• TEXT SEGMENT
== Segment start ==

One of my best friends in middle school was a guy named Scott. As it turned out, both of us had family in Lawrenceville, the next town over. Since “Larryville” was the largest city in the county at the time, Scott and I often wanted to go there for the better movie theatre, the bigger arcade, or the cooler pizza place. And since one of us was sure to go there almost weekly, that person would usually call the other to see if he wanted to bum a ride to (my) grandparents’ house or (his) cousin’s house.
And so it was one day back in 1983. Scott’s older sister – Theresa, a Joan Jett lookalike – was driving the two of us to Lawrenceville for some reason, and she needed to stop at Treasury Drug (how’s that for a blast from the past?) to buy some… “lady products”. Scott and I wanted no part of her tampon purchase, so we goofed around in the “general merchandise” section of the store while she did her thing. And there, we saw the coolest thing ever:
It was called the “Aromance Aroma Disc Player”, and it combined the age-old act of scenting a home with the Compact Disc, the latest and greatest music phenomenon. We were instantly hooked, and both of us whipped out the $19.99 (or whatever) to buy one.
The “player” sat on your desk and plugged in to the wall. You turned it on and inserted a “scent disc”, which was a piece of plastic slightly smaller than a CD. It had a thick piece of waffle weave fabric inside which had been doused in a certain scent. The player heated the disc, which caused the scent to emerge from the player, and a fan gently pushed the scent into the room.
The discs, which came in digipak type sleeves, had enticing names, like “Fireplace”, “Seduction”, “Mountain Top”, “A Dozen Roses”, “After Dinner Mints”, “Ocean Breeze”, “Passion”, and (to show you how non-PC it was back in 1983) “Oriental Mystery”. But my favorite by far was “Movie Time”, which smelled like buttered popcorn. I enjoyed the other scents, but went back and bought two more “Movie Time” discs, since the discs only retained their scent for a certain number of “plays”.
The device was originally developed by Charles of the Ritz back in 1982. That company was started by a hairdresser named Charles Jundt in the 1920s. In 1916, Jundt took over the salon at New York’s City’s Ritz hotel, which later became the Ritz-Carlton. In 1919, Jundt (who was known by his well-to-do clients as just “Charles of the Ritz”) began selling cosmetics. In 1927 he introduced a line of fragrances. Most have been forgotten, but his most popular, Jean Naté, is still sold today. And Enjoli, another popular brand, was created in 1978, long after Jundt’s death.

== Segment end ==

• AIM OF THE TASK
In the text about the Aromance Aroma Disc Player, which scent disc was the writer's favorite, and what did it smell like?

• RAW DATA

== Segment start ==

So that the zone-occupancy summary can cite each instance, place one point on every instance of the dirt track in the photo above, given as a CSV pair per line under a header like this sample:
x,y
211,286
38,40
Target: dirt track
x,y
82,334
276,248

== Segment end ==

• ANSWER
"Movie Time," which smelled like buttered popcorn.